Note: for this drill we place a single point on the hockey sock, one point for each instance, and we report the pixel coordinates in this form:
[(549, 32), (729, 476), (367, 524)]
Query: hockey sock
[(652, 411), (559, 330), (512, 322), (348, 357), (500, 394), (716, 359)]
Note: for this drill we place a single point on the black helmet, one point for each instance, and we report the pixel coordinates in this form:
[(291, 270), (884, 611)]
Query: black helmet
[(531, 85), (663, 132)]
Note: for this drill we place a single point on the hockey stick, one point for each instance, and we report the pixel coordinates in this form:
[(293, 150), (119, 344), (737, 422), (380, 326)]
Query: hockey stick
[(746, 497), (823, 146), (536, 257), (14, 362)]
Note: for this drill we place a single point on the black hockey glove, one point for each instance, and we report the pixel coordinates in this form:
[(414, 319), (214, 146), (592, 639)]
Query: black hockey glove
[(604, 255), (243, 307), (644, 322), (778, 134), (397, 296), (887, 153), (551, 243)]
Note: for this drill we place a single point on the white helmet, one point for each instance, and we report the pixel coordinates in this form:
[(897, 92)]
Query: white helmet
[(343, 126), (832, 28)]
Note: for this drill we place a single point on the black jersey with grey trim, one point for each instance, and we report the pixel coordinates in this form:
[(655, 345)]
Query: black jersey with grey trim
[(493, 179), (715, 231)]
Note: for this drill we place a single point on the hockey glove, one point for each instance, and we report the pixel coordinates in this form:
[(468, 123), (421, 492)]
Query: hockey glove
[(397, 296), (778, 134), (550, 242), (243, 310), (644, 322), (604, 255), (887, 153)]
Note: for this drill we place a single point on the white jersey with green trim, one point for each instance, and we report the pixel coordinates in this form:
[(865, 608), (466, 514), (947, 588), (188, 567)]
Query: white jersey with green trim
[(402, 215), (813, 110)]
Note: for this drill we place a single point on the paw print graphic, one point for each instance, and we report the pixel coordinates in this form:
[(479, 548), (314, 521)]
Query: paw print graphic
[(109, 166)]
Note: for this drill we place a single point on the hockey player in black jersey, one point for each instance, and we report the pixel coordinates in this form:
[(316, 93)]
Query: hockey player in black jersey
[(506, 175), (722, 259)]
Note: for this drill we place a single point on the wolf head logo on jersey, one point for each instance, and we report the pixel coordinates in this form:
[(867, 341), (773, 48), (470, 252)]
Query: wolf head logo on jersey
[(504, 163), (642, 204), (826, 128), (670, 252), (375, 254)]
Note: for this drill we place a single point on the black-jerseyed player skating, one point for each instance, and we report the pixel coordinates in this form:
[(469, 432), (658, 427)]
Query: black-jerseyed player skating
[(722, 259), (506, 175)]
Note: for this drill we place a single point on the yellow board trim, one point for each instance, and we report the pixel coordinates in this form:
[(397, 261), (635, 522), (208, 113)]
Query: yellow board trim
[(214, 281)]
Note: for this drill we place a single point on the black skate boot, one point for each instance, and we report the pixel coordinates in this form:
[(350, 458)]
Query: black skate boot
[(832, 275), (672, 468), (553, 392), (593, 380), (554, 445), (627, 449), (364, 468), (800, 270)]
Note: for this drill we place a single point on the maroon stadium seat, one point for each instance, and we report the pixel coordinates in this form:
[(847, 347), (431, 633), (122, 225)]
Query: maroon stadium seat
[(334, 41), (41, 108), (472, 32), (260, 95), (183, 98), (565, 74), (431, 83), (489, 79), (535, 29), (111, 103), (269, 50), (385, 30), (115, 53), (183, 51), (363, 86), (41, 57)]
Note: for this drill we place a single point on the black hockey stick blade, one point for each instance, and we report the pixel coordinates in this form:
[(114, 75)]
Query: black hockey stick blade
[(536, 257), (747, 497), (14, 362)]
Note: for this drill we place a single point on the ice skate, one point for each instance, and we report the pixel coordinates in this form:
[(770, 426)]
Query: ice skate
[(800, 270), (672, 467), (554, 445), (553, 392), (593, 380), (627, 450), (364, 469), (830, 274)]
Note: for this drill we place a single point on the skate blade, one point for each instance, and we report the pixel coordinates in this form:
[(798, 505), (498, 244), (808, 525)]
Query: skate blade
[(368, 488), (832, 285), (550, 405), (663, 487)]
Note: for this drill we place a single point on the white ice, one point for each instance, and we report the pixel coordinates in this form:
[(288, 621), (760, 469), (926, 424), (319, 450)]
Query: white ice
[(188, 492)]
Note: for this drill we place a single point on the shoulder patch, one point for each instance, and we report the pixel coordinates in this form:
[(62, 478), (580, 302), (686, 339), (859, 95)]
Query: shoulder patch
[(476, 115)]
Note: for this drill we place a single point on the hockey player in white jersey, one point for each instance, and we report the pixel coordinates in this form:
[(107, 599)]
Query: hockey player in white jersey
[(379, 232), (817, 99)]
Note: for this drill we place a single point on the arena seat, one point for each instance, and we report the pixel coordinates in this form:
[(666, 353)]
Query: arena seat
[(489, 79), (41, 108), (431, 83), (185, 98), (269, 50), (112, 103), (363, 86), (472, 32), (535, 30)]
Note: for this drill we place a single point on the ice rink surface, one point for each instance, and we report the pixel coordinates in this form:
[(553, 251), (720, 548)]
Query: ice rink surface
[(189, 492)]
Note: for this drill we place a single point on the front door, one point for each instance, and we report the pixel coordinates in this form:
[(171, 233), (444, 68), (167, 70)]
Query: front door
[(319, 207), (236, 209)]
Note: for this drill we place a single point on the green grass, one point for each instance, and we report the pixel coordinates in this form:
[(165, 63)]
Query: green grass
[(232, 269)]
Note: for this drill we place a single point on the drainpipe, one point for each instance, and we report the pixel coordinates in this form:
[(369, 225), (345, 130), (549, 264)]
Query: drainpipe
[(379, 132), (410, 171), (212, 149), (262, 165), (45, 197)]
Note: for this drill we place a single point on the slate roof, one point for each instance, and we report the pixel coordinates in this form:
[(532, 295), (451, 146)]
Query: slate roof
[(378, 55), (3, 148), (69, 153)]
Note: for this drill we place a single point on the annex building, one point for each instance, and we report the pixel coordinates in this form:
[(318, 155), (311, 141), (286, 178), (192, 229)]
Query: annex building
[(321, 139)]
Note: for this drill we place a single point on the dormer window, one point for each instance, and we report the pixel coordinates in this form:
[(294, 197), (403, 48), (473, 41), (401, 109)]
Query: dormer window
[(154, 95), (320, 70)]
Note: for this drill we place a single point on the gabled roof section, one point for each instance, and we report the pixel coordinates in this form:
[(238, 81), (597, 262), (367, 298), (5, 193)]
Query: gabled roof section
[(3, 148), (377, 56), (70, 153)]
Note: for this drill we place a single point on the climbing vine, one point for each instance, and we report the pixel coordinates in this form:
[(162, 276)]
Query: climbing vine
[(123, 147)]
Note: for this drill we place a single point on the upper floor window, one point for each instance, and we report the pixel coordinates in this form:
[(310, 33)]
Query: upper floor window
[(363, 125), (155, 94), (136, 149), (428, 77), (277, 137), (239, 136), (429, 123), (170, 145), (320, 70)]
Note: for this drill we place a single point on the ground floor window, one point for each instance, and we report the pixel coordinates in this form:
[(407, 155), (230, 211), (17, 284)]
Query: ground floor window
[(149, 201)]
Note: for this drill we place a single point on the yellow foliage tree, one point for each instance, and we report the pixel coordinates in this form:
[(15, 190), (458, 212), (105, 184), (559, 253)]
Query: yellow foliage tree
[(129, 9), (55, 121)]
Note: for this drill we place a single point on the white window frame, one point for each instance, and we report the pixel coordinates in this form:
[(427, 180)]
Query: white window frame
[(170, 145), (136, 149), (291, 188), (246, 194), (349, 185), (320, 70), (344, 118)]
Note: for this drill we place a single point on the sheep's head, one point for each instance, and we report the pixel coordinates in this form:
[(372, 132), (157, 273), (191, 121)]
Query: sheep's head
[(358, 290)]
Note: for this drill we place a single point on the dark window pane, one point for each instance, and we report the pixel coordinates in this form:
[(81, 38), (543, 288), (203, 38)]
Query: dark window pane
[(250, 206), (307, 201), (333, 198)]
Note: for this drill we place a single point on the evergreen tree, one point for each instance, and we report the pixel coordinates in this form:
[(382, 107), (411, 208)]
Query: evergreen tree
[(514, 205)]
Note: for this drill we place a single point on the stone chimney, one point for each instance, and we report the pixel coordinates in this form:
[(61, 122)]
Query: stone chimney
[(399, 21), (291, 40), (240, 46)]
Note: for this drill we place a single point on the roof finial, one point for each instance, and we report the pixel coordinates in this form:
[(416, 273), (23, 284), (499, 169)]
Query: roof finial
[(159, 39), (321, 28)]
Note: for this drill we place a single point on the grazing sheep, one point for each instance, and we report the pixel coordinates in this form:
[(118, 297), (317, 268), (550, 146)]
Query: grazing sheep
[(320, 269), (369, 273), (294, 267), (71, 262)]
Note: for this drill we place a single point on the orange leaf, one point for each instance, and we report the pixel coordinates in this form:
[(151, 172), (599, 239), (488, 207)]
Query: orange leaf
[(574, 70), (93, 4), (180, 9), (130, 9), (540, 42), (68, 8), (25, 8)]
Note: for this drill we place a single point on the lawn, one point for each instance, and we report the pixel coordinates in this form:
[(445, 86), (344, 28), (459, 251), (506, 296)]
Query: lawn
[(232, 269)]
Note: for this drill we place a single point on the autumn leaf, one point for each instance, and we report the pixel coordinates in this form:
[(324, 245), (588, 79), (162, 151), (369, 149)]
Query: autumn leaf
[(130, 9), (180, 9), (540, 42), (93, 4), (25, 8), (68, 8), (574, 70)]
__________________________________________________
#### What needs to be done
Everything above from the line containing "Query: hockey stick" through the line containing "[(468, 123), (421, 492)]" must be copied exactly. Nothing outside that range belongs in the answer.

#### Answer section
Query: hockey stick
[(746, 497), (823, 146), (536, 257), (14, 362)]
Note: for this drill we place a single point on the black hockey glove, one point for each instance, and we report the pixel coordinates in this form:
[(414, 319), (214, 146), (592, 639)]
Query: black hockey glove
[(604, 255), (243, 307), (644, 322), (778, 134), (397, 296), (887, 153), (551, 243)]
Note: for this drill we place a single point on the white helmet, one point for each instance, and we report the pixel coordinates in this form:
[(897, 92)]
Query: white helmet
[(343, 126), (832, 28)]
Note: for this drill we place a single point on the black jersey with grey trim, one point for each instance, and we report the pixel coordinates in this form:
[(655, 345)]
Query: black jersey with grey trim
[(493, 179), (715, 231)]
Note: for this drill we place a single point on the hockey glove, one point for each instance, and we report the pixel coordinates in this form:
[(468, 123), (421, 492)]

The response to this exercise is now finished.